▶ WRITTEN REQUEST
Which lines in the records below contain the string "blue", with case counting? Gather each of them and copy it out in full.

— start SUPPLIED MATERIAL —

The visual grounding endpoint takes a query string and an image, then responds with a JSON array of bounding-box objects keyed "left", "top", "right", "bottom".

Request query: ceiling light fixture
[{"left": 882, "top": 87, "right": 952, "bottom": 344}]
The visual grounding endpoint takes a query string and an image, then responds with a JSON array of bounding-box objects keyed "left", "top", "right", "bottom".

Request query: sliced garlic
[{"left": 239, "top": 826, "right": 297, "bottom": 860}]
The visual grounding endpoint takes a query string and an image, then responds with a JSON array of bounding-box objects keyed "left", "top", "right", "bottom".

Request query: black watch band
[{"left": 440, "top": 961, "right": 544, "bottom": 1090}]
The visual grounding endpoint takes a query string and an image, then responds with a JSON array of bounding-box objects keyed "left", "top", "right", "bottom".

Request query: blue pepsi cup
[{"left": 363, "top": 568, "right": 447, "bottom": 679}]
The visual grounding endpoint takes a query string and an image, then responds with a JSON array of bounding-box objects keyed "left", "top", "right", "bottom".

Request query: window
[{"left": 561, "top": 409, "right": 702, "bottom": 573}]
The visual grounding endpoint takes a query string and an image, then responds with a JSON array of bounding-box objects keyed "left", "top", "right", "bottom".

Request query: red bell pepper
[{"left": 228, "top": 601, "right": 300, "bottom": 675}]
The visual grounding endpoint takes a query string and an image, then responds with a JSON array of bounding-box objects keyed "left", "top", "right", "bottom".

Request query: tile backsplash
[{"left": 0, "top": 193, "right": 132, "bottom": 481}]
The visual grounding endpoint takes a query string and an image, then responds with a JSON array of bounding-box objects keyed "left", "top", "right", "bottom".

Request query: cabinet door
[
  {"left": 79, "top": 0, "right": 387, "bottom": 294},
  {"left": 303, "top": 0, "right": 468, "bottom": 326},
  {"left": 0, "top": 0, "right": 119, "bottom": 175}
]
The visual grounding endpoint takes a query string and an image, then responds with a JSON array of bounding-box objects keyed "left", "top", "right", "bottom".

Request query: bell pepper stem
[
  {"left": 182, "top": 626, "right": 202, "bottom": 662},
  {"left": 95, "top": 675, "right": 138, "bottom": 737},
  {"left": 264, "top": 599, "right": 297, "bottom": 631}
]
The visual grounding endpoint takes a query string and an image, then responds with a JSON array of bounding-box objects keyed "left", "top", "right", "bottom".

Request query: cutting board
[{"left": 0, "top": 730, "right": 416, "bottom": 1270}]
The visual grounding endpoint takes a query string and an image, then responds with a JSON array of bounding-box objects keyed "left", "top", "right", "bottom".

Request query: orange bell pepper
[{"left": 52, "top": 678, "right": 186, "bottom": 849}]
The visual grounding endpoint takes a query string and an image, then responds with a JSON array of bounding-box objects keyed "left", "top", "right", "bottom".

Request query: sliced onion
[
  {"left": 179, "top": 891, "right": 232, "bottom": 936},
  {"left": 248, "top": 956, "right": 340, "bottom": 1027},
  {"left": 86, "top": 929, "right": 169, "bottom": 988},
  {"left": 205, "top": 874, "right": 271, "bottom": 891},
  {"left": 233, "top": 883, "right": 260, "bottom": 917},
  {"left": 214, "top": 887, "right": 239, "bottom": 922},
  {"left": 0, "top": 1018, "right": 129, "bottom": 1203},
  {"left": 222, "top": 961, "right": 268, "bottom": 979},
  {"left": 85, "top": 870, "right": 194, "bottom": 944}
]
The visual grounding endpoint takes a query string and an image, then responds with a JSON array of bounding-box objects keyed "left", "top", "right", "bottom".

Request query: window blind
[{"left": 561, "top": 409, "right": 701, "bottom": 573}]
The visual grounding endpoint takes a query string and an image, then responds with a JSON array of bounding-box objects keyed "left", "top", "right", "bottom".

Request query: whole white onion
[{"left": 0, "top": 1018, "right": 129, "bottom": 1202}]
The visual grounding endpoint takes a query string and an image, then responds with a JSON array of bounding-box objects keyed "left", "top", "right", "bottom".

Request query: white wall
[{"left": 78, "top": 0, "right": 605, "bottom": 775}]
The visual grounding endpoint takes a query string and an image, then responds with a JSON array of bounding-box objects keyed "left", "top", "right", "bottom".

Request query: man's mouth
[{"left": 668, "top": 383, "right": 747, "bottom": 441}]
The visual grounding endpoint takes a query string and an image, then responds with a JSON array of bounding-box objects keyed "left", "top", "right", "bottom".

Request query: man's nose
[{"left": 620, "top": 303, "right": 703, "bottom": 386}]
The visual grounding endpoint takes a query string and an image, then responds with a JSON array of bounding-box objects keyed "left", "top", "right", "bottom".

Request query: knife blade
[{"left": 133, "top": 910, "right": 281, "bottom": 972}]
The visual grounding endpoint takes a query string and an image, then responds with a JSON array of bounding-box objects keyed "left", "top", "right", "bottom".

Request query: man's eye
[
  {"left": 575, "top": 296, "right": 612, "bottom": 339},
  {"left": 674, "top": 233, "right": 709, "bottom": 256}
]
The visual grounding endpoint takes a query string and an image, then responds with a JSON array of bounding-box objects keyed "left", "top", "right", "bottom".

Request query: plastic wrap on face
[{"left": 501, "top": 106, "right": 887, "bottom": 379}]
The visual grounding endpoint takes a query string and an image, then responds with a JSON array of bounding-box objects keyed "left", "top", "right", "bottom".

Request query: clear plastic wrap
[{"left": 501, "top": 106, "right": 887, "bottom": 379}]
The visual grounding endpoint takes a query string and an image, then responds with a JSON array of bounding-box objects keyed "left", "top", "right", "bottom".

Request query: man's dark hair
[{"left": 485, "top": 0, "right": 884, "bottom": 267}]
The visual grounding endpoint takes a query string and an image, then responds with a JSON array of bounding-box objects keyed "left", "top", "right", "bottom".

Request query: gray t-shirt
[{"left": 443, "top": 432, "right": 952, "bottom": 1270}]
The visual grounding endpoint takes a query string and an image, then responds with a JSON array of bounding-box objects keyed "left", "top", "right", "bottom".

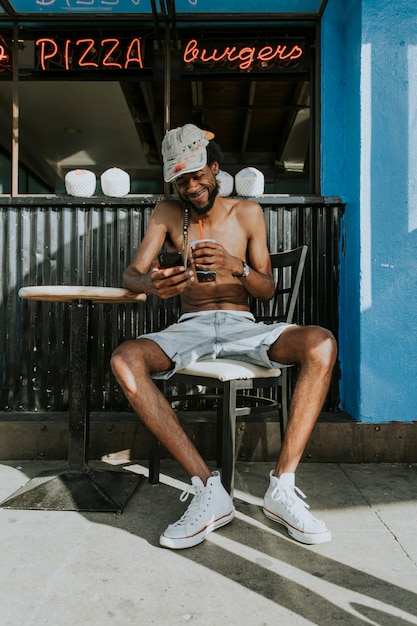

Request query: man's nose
[{"left": 187, "top": 177, "right": 198, "bottom": 193}]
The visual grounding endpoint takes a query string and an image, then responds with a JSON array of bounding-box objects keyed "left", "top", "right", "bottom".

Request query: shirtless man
[{"left": 112, "top": 124, "right": 336, "bottom": 549}]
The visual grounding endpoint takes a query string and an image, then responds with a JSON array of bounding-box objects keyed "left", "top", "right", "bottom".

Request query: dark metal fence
[{"left": 0, "top": 196, "right": 343, "bottom": 411}]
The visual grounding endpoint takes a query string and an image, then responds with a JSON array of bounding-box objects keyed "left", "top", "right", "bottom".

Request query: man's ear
[{"left": 209, "top": 161, "right": 220, "bottom": 176}]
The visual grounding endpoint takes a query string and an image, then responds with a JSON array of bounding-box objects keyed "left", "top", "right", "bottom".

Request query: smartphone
[{"left": 158, "top": 252, "right": 184, "bottom": 269}]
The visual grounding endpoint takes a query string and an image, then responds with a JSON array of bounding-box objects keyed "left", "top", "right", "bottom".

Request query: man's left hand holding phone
[{"left": 153, "top": 252, "right": 194, "bottom": 299}]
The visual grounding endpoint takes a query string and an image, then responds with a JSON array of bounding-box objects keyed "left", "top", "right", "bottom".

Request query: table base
[{"left": 0, "top": 469, "right": 143, "bottom": 514}]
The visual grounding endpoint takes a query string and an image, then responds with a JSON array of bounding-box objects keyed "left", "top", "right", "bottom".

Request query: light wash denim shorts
[{"left": 139, "top": 310, "right": 294, "bottom": 380}]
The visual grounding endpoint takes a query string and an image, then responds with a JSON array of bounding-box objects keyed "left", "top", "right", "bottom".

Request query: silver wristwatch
[{"left": 233, "top": 261, "right": 250, "bottom": 278}]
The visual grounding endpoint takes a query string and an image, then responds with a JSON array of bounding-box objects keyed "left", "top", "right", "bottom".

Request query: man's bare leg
[
  {"left": 111, "top": 339, "right": 212, "bottom": 484},
  {"left": 269, "top": 326, "right": 337, "bottom": 476},
  {"left": 112, "top": 339, "right": 235, "bottom": 550},
  {"left": 263, "top": 326, "right": 336, "bottom": 544}
]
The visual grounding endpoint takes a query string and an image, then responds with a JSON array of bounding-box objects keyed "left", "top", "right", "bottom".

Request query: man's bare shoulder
[
  {"left": 154, "top": 198, "right": 184, "bottom": 219},
  {"left": 225, "top": 197, "right": 263, "bottom": 222}
]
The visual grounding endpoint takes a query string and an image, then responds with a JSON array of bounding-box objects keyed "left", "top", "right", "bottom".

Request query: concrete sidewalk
[{"left": 0, "top": 461, "right": 417, "bottom": 626}]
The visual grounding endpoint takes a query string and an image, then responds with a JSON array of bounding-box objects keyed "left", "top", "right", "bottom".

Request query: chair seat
[{"left": 177, "top": 359, "right": 281, "bottom": 382}]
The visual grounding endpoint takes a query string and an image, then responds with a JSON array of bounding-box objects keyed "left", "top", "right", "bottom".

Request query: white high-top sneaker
[
  {"left": 263, "top": 472, "right": 332, "bottom": 544},
  {"left": 159, "top": 471, "right": 235, "bottom": 550}
]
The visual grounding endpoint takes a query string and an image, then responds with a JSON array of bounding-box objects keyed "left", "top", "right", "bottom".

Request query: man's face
[{"left": 175, "top": 163, "right": 219, "bottom": 215}]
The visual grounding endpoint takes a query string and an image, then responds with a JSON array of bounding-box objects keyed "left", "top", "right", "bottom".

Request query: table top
[{"left": 19, "top": 285, "right": 146, "bottom": 304}]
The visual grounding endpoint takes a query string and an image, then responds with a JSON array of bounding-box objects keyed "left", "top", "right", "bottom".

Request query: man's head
[
  {"left": 162, "top": 124, "right": 221, "bottom": 215},
  {"left": 162, "top": 124, "right": 221, "bottom": 183}
]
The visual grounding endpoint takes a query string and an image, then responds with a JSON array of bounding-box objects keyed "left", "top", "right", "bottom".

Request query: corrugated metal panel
[{"left": 0, "top": 198, "right": 342, "bottom": 411}]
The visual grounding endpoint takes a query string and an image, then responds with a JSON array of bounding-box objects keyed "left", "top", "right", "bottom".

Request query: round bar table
[{"left": 0, "top": 285, "right": 146, "bottom": 513}]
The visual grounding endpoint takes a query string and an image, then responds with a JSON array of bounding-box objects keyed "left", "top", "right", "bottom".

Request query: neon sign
[
  {"left": 183, "top": 39, "right": 306, "bottom": 72},
  {"left": 35, "top": 37, "right": 144, "bottom": 71}
]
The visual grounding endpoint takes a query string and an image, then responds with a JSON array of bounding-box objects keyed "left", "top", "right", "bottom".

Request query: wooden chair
[{"left": 149, "top": 246, "right": 307, "bottom": 493}]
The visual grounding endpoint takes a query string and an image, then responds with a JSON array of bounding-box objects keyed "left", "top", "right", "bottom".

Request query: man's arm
[
  {"left": 239, "top": 202, "right": 275, "bottom": 301},
  {"left": 123, "top": 201, "right": 192, "bottom": 299}
]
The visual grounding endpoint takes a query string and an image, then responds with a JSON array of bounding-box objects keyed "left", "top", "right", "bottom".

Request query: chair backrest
[{"left": 252, "top": 246, "right": 308, "bottom": 323}]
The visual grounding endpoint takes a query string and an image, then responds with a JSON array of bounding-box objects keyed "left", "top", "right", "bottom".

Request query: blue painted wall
[{"left": 321, "top": 0, "right": 417, "bottom": 423}]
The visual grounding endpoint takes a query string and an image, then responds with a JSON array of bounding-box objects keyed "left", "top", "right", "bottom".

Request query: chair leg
[
  {"left": 221, "top": 380, "right": 236, "bottom": 495},
  {"left": 279, "top": 368, "right": 289, "bottom": 441},
  {"left": 149, "top": 435, "right": 161, "bottom": 485}
]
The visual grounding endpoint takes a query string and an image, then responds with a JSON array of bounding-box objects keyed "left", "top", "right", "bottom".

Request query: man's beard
[{"left": 187, "top": 183, "right": 219, "bottom": 215}]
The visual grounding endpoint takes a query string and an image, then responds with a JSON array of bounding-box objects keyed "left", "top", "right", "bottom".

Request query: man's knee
[{"left": 306, "top": 326, "right": 337, "bottom": 368}]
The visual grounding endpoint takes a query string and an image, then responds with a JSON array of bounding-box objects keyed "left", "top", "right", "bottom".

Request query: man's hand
[
  {"left": 150, "top": 265, "right": 195, "bottom": 300},
  {"left": 191, "top": 241, "right": 242, "bottom": 274}
]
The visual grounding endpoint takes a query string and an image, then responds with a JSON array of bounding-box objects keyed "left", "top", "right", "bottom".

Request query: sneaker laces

— end SUPPLIED MATERIAL —

▶ RESULT FOR THIS TASK
Request query: blue pepsi cup
Request query: blue painted wall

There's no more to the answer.